WRITTEN EXERCISE A: Write out the part of the voltage transformer excerpt starting with "On the other" and going on through "stands for Protection.".
WRITTEN EXERCISE B: For each statement, say yes or no depending on whether the voltage transformer excerpt agrees, and quote the words of the excerpt that decide it. (i) Accuracy class 6P is recommended for distance protection. (ii) For metering voltage transformers, the class number is the percentage ratio error limit at rated voltage and burden. (iii) The EMVT is mainly used in high-voltage substations.
### QUOTED TEXT
Voltage Transformer for Protection
Voltage transformers are also used in protection applications. When a voltage transformer is used in protection, then it focuses on reliability during fault conditions in the system. In protection system, voltage transformer provides a reference voltage required by the protection relays to operate.
Accuracy Class of Voltage Transformer
For a voltage transformer, accuracy class can be defined as the maximum permissible error under normal operating conditions. The accuracy class of voltage transformer has impact on meter readings when VT is used for metering and relay operation when VT is used for protection.
When voltage transformer is used for metering purposes, then high accuracy is required. The standard accuracy classes for metering voltage transformer are 0.1, 0.2, 0.5, and 1.0. Here the number represents the percentage ratio error limit at the rated voltage and burden. The following table gives the maximum ratio error and maximum phase displacement for these classes −
| Accuracy Class | Max Ratio Error | Max Phase Displacement |
|---|---|---|
| 0.1 | ± 0.1 % | ± 5 minutes |
| 0.2 | ± 0.2 % | ± 10 minutes |
| 0.5 | ± 0.5 % | ± 20 minutes |
| 1.0 | ± 1.0 % | ± 40 minutes |
In Indian electrical substations, the following are some recommendations for metering voltage transformers −
- Accuracy class 0.2 is used as standard for ABT (Availability-Based Tariff) and SEM (Special Energy Meters) at inter-utility scale.
- Accuracy class 0.5 can be used for load survey meters and PQ meters inside the utilities.
On the other hand, the accuracy during fault condition is more important for protection voltage transformers. Two standard accuracy classes are used for protection VTs which are 3P and 6P, where P stands for Protection.
The following table provides protection accuracy classes their ratio error and phase displacement −
| Accuracy Class | Ratio Error | Phase Displacement |
|---|---|---|
| 3P | ± 3 % | ± 120 minutes |
| 6P | ± 6 % | ± 240 minutes |
In Indian substations, these accuracy classes for VTs are recommended as follows −
- The accuracy class 3P is used in critical applications such as distance protection, directional protection, etc.
- The accuracy class 6P can be used for less sensitive protection schemes such as over- or under-voltage protection.
Types of Voltage Transformers
The following two types of voltage transformers are mainly used based on the system voltage class and application requirements −
- EMVT (Electromagnetic Voltage Transformer) − This type of voltage transformer is primarily used in low-voltage or medium voltage substations.
######
### GIVEN INFORMATION
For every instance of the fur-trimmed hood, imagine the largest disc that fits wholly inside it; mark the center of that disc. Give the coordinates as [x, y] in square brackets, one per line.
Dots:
######
### GIVEN INFORMATION
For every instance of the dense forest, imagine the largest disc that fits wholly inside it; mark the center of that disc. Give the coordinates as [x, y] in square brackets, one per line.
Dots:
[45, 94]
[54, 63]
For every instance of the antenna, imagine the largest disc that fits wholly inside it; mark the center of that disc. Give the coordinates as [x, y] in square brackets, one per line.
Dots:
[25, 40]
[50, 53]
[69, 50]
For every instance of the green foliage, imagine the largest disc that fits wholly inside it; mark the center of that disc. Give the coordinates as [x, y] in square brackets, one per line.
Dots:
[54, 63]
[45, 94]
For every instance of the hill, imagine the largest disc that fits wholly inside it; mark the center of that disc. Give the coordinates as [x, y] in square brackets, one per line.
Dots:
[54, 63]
######
OUTPUT A:
On the other hand, the accuracy during fault condition is more important for protection voltage transformers. Two standard accuracy classes are used for protection VTs which are 3P and 6P, where P stands for Protection.

OUTPUT B:
(i) No: "The accuracy class 3P is used in critical applications such as distance protection, directional protection, etc."
(ii) Yes: "Here the number represents the percentage ratio error limit at the rated voltage and burden."
(iii) No: "This type of voltage transformer is primarily used in low-voltage or medium voltage substations."